[Text]:
According to Aon Hewitt's global risk survey last year, over 70% of the 600 trustees and sponsors said that 'self-sufficient' funding positions should provide at least 95% chance of meeting the members' benefits in full.

Almost 80% said that once fully funded, there should be less than a 10% chance of the sponsor needing to pay further contributions.

However, Aon Hewitt said that typical self-sufficiency strategies may not deliver the stability and certainty that trustees and sponsors expect.

Paul McGlone, Aon Hewitt partner, said: "Our findings suggest that true 'self-sufficiency' is expensive and hard to achieve. Even modest risk accumulates over time, assets are volatile and the only way that a sponsor can be sure of not needing to pay more contributions, is to over-fund the scheme substantially."

The firm said there is a clear disadvantage of over-funding for sponsors as it means devoting more money in the initial outlay.

Another is if the extra money means a higher chance of overpaying, so for a scheme to have a 10% chance of future deficit means that there is a 90% chance it will end up having a future surplus.

Aon Hewitt said that the challenge for trustees and sponsors is to balance the need for certainty with the desire not to pay more than required.

[Work instructions]:
1 - List each distinct percentage figure that appears in the text on pension self-sufficiency, giving each value only once.
2 - Resume the text on pension self-sufficiency after its final sentence.
The rows that follow come from a different source than the text on pension self-sufficiency.

[Extracted material]:
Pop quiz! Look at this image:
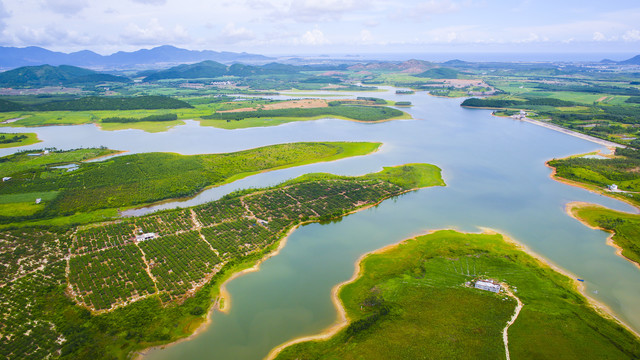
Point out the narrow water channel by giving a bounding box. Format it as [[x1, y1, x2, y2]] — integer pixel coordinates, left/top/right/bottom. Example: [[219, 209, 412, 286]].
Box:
[[2, 91, 640, 360]]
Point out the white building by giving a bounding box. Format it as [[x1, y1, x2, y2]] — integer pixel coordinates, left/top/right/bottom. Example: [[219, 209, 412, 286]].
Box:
[[474, 280, 501, 293], [136, 233, 158, 241]]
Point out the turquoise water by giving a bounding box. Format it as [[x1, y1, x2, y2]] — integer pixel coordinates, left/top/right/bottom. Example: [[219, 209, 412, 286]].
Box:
[[2, 89, 640, 359]]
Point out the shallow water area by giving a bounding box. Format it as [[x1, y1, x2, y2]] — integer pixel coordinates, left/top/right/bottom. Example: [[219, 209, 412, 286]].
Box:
[[2, 88, 640, 359]]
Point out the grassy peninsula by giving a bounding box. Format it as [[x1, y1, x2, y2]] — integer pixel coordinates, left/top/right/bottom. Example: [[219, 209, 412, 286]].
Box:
[[0, 164, 444, 359], [547, 148, 640, 206], [0, 133, 41, 149], [567, 203, 640, 267], [0, 142, 380, 224], [277, 230, 640, 359]]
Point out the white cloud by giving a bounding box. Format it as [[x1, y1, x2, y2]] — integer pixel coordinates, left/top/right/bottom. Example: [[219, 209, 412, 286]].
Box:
[[0, 0, 11, 31], [5, 25, 97, 46], [120, 18, 189, 45], [414, 0, 460, 15], [132, 0, 167, 5], [295, 28, 331, 46], [43, 0, 89, 16], [622, 29, 640, 41], [268, 0, 375, 22], [220, 23, 256, 44], [360, 29, 373, 44]]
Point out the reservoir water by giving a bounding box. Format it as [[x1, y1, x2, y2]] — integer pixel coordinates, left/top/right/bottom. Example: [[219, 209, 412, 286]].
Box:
[[0, 89, 640, 360]]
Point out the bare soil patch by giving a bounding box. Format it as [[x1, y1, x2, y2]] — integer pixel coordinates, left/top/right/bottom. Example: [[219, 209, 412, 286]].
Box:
[[218, 99, 329, 113]]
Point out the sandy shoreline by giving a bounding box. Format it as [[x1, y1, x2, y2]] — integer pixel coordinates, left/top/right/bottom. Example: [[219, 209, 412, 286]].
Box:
[[265, 230, 435, 360], [565, 201, 640, 270], [479, 227, 640, 338], [508, 115, 626, 149], [265, 227, 640, 360], [134, 181, 437, 360], [544, 161, 640, 214]]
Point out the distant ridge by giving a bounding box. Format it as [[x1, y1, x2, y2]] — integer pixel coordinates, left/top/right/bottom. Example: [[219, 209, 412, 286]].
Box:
[[0, 65, 131, 87], [618, 55, 640, 65], [138, 60, 318, 81], [349, 59, 436, 74], [0, 45, 271, 69]]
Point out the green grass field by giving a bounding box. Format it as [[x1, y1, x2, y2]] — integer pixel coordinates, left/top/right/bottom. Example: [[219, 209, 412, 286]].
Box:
[[0, 133, 42, 149], [0, 142, 380, 221], [571, 204, 640, 266], [277, 231, 640, 360]]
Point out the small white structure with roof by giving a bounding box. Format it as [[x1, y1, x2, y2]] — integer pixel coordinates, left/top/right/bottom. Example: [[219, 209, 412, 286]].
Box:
[[136, 233, 158, 242], [474, 280, 501, 293]]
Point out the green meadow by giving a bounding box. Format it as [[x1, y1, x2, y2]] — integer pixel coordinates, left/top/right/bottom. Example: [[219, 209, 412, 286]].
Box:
[[571, 204, 640, 266], [277, 230, 640, 360]]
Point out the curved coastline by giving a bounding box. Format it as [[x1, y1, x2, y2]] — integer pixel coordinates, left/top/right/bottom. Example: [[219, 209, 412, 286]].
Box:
[[265, 227, 640, 360], [544, 160, 640, 214], [120, 142, 384, 217], [134, 180, 436, 360], [565, 201, 640, 270]]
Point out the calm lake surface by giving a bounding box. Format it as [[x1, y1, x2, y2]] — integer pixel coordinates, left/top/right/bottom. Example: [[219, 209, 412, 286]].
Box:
[[0, 89, 640, 360]]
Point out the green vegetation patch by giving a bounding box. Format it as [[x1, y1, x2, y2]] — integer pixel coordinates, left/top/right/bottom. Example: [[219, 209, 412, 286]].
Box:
[[277, 231, 640, 359], [0, 95, 193, 111], [0, 167, 442, 359], [549, 148, 640, 204], [414, 68, 460, 79], [571, 204, 640, 265], [0, 148, 117, 177], [202, 105, 403, 121], [0, 133, 41, 149], [0, 142, 380, 221]]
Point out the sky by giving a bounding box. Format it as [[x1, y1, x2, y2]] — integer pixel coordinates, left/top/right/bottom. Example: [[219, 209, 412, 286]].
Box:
[[0, 0, 640, 57]]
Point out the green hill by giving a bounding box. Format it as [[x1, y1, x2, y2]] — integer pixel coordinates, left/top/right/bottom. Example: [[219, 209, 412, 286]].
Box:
[[144, 61, 301, 81], [415, 68, 460, 79], [0, 96, 193, 112], [0, 65, 131, 87]]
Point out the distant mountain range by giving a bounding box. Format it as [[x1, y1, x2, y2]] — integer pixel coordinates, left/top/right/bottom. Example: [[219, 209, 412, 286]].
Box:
[[349, 59, 438, 74], [0, 45, 272, 69], [618, 55, 640, 65], [0, 65, 131, 87], [138, 61, 336, 81]]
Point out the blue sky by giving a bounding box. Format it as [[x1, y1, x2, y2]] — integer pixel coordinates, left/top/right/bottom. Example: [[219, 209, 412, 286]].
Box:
[[0, 0, 640, 55]]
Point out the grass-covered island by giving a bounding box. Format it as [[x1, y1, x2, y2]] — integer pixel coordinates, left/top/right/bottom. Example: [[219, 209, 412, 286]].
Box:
[[0, 142, 380, 224], [567, 203, 640, 267], [0, 133, 40, 149], [0, 164, 444, 360], [272, 230, 640, 360], [0, 95, 411, 132]]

[Answers given]:
1 - 70%, 95%, 80%, 10%, 90%

2 -
McGlone added: "Importantly, creating stability is not just about a decision taking place in the future. For many schemes it should affect their short term decisions. Specifically this will be important for when contributions should be redirected from the scheme itself and into a contingent vehicle outside of the scheme."

Balancing the competing demands of the parties in this way can lead schemes to identify a stability 'sweet spot', which sensibly addresses risk, does not excessively tie up corporate assets and gives a reasonable chance of getting to a buyout target in the long-term.

McGlone said: "We urge trustees and sponsors to review their funding targets and strategies and to take action to reach a position of stability – meaning fewer surprises, less intervention and a reduced chance of eventual surplus or deficit."